───── Text passage ─────

Search code examples
rdatetime-seriestidyverselubridate

matching yearly time points to preceding 365 days of data in R


I am trying to merge two datasets. The survey dataset consists of biodiversity surveys from different regions conducted every 1-5 years in a certain month (the month is constant within, but not between, regions). The temperature dataset consists of daily temperature readings in each survey region.

For multiple surveys that have different start months and temporal extents, I want to pair each survey*year combination with the twelve months of temperature data preceding it. In other words, I want to pair a May 1983 survey with the 12 months (or 365 days -- I don't care which) of daily temperature records preceding it, ending April 30, 1983. Meanwhile, another survey elsewhere conducted in August 1983 needs to be paired with the 365 days of temperature data ending July 31, 1983.

There are (at least) two ways to do this -- one would be joining the survey data to the (longer) temperature data and then somehow subsetting or identifying which dates fall in the 12 months preceding the survey-date. Another is to start with the survey data and try to pair the temperature data to each row with a matrix-column -- I tried doing this with time-series tools from tsibble and tsModel but couldn't get it to "lag" the right values when grouped by region.

I was able to create an identifier to join the datasets such that each date in the temperature data is matched with the subsequent survey in time. However, not all of those are within 365 days (e.g., in the dataset created below, the date 1983-06-03 is matched with the ref_year aleutian_islands-5-1986 because the survey only happens every 3-5 years).

Here are some examples of the behavior I want for a single region (from the example dataset below), although I'm open to solutions that achieve the same thing but don't look exactly like this:

For this row, the value in the new column that I want to generate (ref_match) should be NA; the date is more than 365 days before ref_year.

  region           date        year month month_year ref_year                temperature     
  <chr>            <date>     <dbl> <dbl> <chr>      <chr>                         <dbl>
1 aleutian_islands 1982-06-09  1982     6 6-1982     aleutian_islands-5-1983           0   

For this row, ref_match should be aleutian_islands-5-2014 since the date is within 12 months of ref_year.

  region           date        year month month_year ref_year                temperature
  <chr>            <date>     <dbl> <dbl> <chr>      <chr>                         <dbl>
1 aleutian_islands 2013-07-22  2013     7 7-2013     aleutian_islands-5-2014       0.998

The following script will generate a dataset temp_dat with columns like those in the snippets above from which I hope to generate the ref_match column.

# load packages
library(tidyverse)
library(lubridate)
set.seed=10

# make survey dfs
ai_dat <- data.frame("year" = c(1983, 1986, 1991, 1994, 1997), "region" = "aleutian_islands", "startmonth" = 5)

───── Given material ─────

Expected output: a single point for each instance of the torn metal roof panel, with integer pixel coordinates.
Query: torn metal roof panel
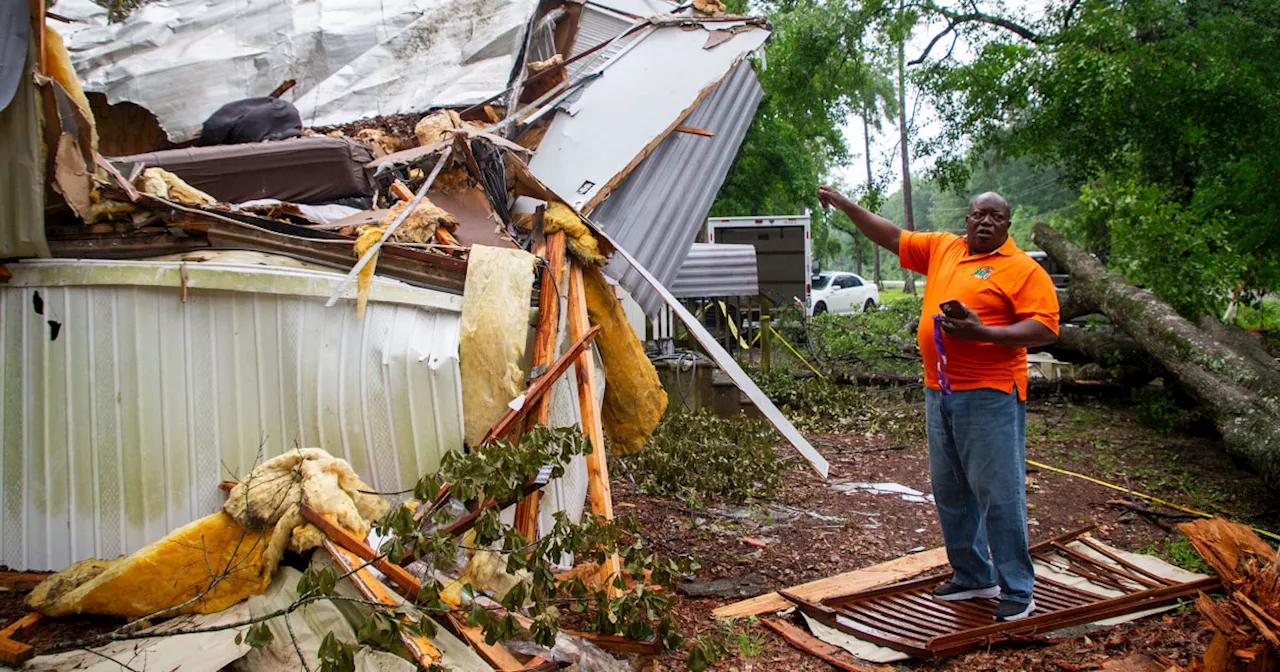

─────

Exercise tasks –
(1) In the question about matching survey years to temperature data, what ref_match value should the row dated 2013-07-22 receive?
(2) Resume the question about matching survey years to temperature data from the point where it stops.

Outputs in order –
(1) aleutian_islands-5-2014

(2)
ebs_dat <- data.frame("year" = seq(1983, 1999, 1), "region" = "eastern_bering_sea", "startmonth" = 5)

# join and create what will become ref_year column
surv_dat <- rbind(ai_dat, ebs_dat) %>% 
  mutate(month_year = paste0(startmonth,"-",year)) %>%
  select(region, month_year) %>%
  distinct() %>%
  mutate(region_month_year = paste0(region,"-",month_year))

# expand out to all possible month*year combinations for joining with temperature
surv_dat_exploded <- expand.grid(month=seq(1, 12, 1), year=seq(1982, 2000, 1), region=c('aleutian_islands','eastern_bering_sea')) %>% # get a factorial combo of every possible month*year; have to start in 1982 even though we can't use surveys before 1983 because we need to match to temperature data from 1982
  mutate(region_month_year = paste0(region,"-",month,"-",year)) %>% # create unique identifier
  mutate(ref_year = ifelse(region_month_year %in% surv_dat$region_month_year, region_month_year, NA),
         month_year = paste0(month,"-",year)) %>% 
  select(region, month_year, ref_year) %>% 
  distinct() %>% 
  group_by(region) %>% 
  fill(ref_year, .direction="up") %>%  # fill in each region with the survey to which env data from each month*year should correspond
  ungroup() 

# make temperature dataset and join in survey ref_year column 
temp_dat <- data.frame(expand.grid(date=seq(ymd("1982-01-01"), ymd("1999-12-31"), "days"), region=c('aleutian_islands','eastern_bering_sea'))) %>% 
  mutate(temperature = rnorm(nrow(.), 10, 5),  # fill in with fake data
         year = year(date),
         month = month(date),
         month_year = paste0(month,"-",year)) %>% 
  left_join(surv_dat_exploded, by=c('region','month_year')) %>% 
  filter(!is.na(ref_year))# get rid of dates that are after any ref_year

Solution

  • Try this solution.

    I basically used your reference column to generate a ref_date and estimate the difference in days between the observation and reference. Then, I used a simple ifelse to test if the dates fall within the 365 days range and then copy them to the temp_valid column.

    
    # load packages
    library(tidyverse)
    library(lubridate)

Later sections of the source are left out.